Each record beneath this line is to be copied exactly.
# # # # #
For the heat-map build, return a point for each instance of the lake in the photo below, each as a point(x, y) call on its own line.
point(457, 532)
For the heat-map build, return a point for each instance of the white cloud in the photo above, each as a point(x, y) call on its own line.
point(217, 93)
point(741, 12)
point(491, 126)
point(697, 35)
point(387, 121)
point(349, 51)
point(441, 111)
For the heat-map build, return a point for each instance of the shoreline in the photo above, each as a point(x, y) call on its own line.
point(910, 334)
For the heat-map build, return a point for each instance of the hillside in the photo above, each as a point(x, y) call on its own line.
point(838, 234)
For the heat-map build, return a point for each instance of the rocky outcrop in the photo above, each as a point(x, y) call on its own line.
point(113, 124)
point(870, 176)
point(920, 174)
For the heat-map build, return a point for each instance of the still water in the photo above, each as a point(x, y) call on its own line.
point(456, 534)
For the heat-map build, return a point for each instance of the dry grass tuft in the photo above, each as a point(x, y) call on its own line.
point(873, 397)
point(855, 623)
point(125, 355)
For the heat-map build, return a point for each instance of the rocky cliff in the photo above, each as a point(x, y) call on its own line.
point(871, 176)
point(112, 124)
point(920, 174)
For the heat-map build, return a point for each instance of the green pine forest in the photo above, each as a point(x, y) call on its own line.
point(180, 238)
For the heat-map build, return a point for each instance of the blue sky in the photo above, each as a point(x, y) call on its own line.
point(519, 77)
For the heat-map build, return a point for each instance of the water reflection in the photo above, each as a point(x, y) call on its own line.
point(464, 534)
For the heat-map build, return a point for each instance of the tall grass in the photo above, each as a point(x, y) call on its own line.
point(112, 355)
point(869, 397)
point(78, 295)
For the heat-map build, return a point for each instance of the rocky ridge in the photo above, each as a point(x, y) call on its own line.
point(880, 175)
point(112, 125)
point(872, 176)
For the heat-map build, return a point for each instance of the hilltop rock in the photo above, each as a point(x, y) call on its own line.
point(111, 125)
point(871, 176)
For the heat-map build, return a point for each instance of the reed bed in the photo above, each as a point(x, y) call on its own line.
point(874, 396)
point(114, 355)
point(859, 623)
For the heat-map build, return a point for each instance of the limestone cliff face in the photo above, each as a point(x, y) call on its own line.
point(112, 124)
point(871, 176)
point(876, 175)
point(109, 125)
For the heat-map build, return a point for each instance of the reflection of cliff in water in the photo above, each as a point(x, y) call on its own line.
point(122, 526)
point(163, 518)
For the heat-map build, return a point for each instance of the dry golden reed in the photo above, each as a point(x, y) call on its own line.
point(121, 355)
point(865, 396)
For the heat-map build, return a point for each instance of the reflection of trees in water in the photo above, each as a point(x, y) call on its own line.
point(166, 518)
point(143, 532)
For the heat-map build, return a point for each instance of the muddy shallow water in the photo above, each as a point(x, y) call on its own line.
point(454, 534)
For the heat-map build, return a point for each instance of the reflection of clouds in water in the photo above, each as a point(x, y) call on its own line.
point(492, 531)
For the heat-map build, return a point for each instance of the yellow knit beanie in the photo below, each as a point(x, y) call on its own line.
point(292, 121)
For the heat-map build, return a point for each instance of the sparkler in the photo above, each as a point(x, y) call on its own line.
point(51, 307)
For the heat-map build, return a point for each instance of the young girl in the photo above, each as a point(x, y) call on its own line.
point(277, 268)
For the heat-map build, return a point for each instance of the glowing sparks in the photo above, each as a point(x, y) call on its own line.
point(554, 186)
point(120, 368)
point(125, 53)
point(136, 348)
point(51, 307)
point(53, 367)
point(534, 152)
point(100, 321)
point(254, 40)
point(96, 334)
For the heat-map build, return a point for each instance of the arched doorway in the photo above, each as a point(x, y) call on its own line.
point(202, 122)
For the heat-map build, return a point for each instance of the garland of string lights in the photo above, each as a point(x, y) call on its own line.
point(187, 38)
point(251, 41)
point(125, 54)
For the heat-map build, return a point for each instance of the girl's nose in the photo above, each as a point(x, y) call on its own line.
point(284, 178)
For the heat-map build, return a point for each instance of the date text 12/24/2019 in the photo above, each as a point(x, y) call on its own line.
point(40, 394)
# # # # #
SOLUTION TO THIS EXERCISE:
For the heat-map build, return a point for each instance of the lake in the photo below, each as a point(x, y) call on its own line.
point(457, 532)
For the heat-map build, return a point for each instance of the white cloud in the photo above, each as a point(x, y) call on its own line.
point(217, 93)
point(741, 12)
point(491, 126)
point(697, 35)
point(387, 121)
point(349, 51)
point(441, 111)
For the heat-map build, return a point for each instance of the shoreline in the photo above, each as a point(x, y) call on its own line.
point(910, 334)
For the heat-map build, return a point for each instance of the hillside in the photo above, each as a point(x, y) call on its own line.
point(838, 234)
For the heat-map build, return a point for each instance of the rocky outcrop in the photo above, each as a point(x, y) call on its own line.
point(113, 124)
point(870, 176)
point(920, 174)
For the heat-map build, return a point for each instance of the still water in the photo above, each as a point(x, y) call on its own line.
point(456, 534)
For the heat-map build, return a point for each instance of the dry grass tuft in the photo above, each as a point(x, y) call on its own line.
point(873, 397)
point(855, 623)
point(125, 355)
For the heat-map build, return a point for each instance of the rocky cliff in the photo above, each as a point(x, y) call on its own line.
point(871, 176)
point(112, 124)
point(920, 174)
For the heat-map build, return a point for each instance of the green pine forest in the photo above, each as a point(x, y) call on its own line.
point(180, 238)
For the heat-map build, return a point for each instance of the blue sky in the photo above, each as a point(x, y) call on its own line.
point(519, 77)
For the heat-map build, return a point for each instance of the water reflection in the photo above, each as a point(x, y) call on its own line.
point(464, 534)
For the heat-map build, return a point for each instance of the tall grass in the photo above, each as a point(x, y) call on its own line.
point(112, 355)
point(869, 397)
point(78, 295)
For the heat-map build, return a point for each instance of the rocky ridge in the photo above, each as a point(x, y) call on its own line.
point(880, 175)
point(112, 125)
point(872, 176)
For the heat-map build, return a point for each instance of the hilltop rock in the photo above, each as a point(x, y) call on its own line.
point(111, 125)
point(871, 176)
For the heat-map build, return a point for each instance of the reed bed in the photo above, each as a point(x, y) call on its own line.
point(874, 396)
point(114, 355)
point(859, 623)
For the heat-map build, return a point for each instance of the limestone cliff face in the photo above, each as a point(x, y) call on its own line.
point(112, 124)
point(871, 176)
point(876, 175)
point(109, 125)
For the heat-map build, return a point for each instance of the reflection of cliff in water in the photo above, each as a point(x, y) call on its own line.
point(122, 526)
point(163, 518)
For the heat-map build, return a point for each instance of the dry golden reed in the photo above, each as a point(x, y) call on its own line.
point(121, 355)
point(865, 396)
For the heat-map build, return a point for each instance of the reflection of trees in water in the photo above, each as a point(x, y) call on its own line.
point(166, 518)
point(143, 532)
For the heat-map build, return a point for each instance of the muddy shallow water in the photo above, each as a point(x, y) call on its own line.
point(454, 534)
For the heat-map build, return a point for each instance of the reflection of clouds in water in the photo above, each as a point(x, y) call on its own line.
point(492, 531)
For the heat-map build, return a point for each instance of the yellow knit beanie in the photo below, each as a point(x, y) call on its own line.
point(292, 121)
For the heat-map build, return a point for each instance of the sparkler in the photo above, each as a point(x, y) call on its own line.
point(51, 307)
For the heat-map build, return a point for each instance of the young girl in the photo above, each as a point(x, y) call on its own line.
point(277, 268)
For the heat-map build, return a point for each instance of the glowing sparks in the photo above, each as a point(x, y) call on its own line.
point(554, 186)
point(120, 368)
point(125, 53)
point(136, 348)
point(51, 307)
point(53, 367)
point(534, 152)
point(100, 321)
point(254, 40)
point(96, 334)
For the heat-map build, return a point for each instance of the arched doorway in the photo above, each as a point(x, y) call on its own line.
point(202, 122)
For the heat-map build, return a point for each instance of the garland of string lights in the photo above, each as a point(x, y) call on its own line.
point(187, 38)
point(251, 41)
point(125, 54)
For the heat-map build, return a point for each instance of the girl's nose in the photo above, each as a point(x, y) call on its own line.
point(284, 178)
For the heat-map build, return a point for each instance of the date text 12/24/2019 in the photo above, each as a point(x, y) call on its own line.
point(40, 394)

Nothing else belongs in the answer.